Un gruppo di ragazzini sopravvive a un disastro aereo e si ritrova in un’isola deserta; so che ormai tutti, famosi o meno, prima o poi, naufragano in un’isola, ma questa è una storia particolare, che val la pena di scoprire! L’autore descrive il ritorno alla natura dei giovani che, inevitabilmente, perdono l’infantile innocenza; purtroppo, la situazione sfugge loro di mano e nemmeno l’uso della conchiglia, che dapprincipio era diventata il simbolo della convivenza pacifica sull’isola, riesce a mantenere l’ordine.

The shell
The shell, Eileen Agar, 1934, olio su tela

I disaccordi iniziali si trasformano in insanabili dissidi, sfociando in una violenza di tale intensità da poter sembrare impossibile in dei bambini. E’ evidente come l’autore non nutrisse nessuna fiducia in un futuro di pace, probabilmente era un pessimista (brutta gente, i pessimisti)… o semplicemente un buon osservatore.

Ciò che Golding descrive non è altro che la trasposizione della violenza degli adulti in un contesto infantile; il modo naturale di relazionarsi dei bambini, il gioco, si trasforma in massacro. I ragazzini, cresciuti repentinamente, portano a frutto gli insegnamenti appresi dalla società dei genitori, che li ha educati (inconsciamente?) alla violenza.

Karpasten herra
Karpasten herra, Jarmo Mäkilä, 2010, olio su tela

La paura è centrale, accompagna tutta l’opera; ogni evento è scatenato, consciamente o inconsciamente, dalla paura; la paura impedisce al gruppo di stabilire una convivenza pacifica. Paura del buio, dell’ignoto; ed è un terrore indescrivibile e impalpabile a trasformare i ragazzini in feroci creature che cercano con l’aggressività di allontanare ogni timore; la paura prende il sopravvento sull’obbiettività, sul buon senso, condannando il gruppo all’autodistruzione.

■ PROBLEMA DA RISOLVERE ■
Riprendi la recensione del romanzo di Golding e proseguila dopo la sua ultima frase. Le righe riportate più avanti non hanno alcun ruolo in questo lavoro.

■ ESTRATTO DEI DATI ■
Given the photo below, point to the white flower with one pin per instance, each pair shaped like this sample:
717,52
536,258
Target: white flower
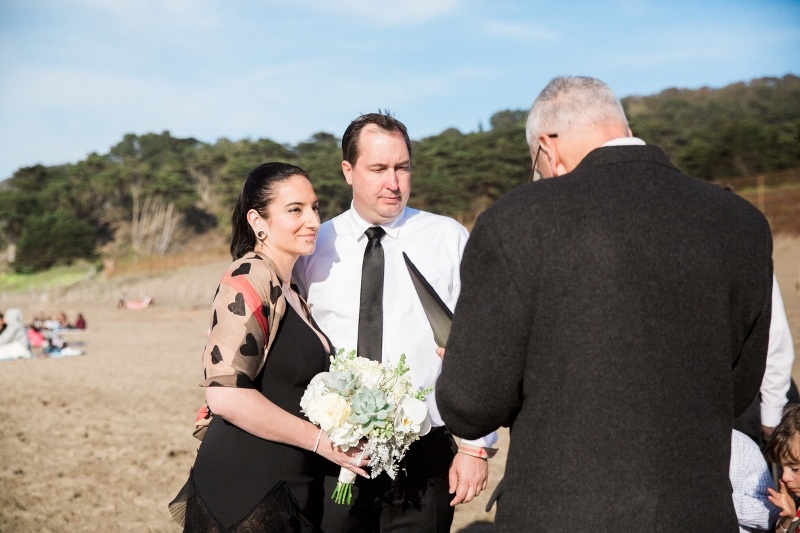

■ RISULTATO DELL'ESERCIZIO ■
Anche se il libro è stato scritto circa cinquanta anni fa, la lettura è molto utile oggi perché offre tantissimi spunti sulle difficoltà della convivenza. Oggi siamo tenuti a decidere se aver paura di tutto ciò che non conosciamo, e quindi combattere fino a eliminare ogni “nemico”, o vincere la paura e coraggiosamente cercare la via per convivere con ciò che ci circonda. Se si sceglie di combattere, il problema, in ultima analisi, è solamente uno: saremo in grado di fermarci prima di eliminare anche la nostra ombra?

Lord of the flies
Lord of the flies, Eileen Agar, 1956, olio su tela

Torniamo al cinema: consiglio la visione de “Il signore delle mosche” di Peter Brook del 1963; un film molto bello, che non si discosta molto dal testo (sempre valido il precetto: prima leggete, poi guardate).

«I grandi sanno cavarsela» disse Piggy. «Non hanno paura del buio. Si troverebbero insieme a prendere il tè e a discutere, e tutto andrebbe a posto…» «Non darebbero fuoco all’isola. E non perderebbero…» «Costruirebbero una nave…» In piedi nel buio i tre ragazzi si sforzavano inutilmente di esprimere la maestà della vita degli adulti. «Non litigherebbero…»

«Io ho paura. Ho paura di noi. Voglio tornare a casa. O Dio, voglio tornare a casa!»

«Che cosa è meglio: avere delle leggi e andare d’accordo, o andare a caccia e uccidere?» […] «Che cosa è meglio: la legge e la salvezza o la caccia e la barbarie?»

 (William, Golding , Il Signore delle Mosche, Mondadori, 1992, pp. 108, 185, 213)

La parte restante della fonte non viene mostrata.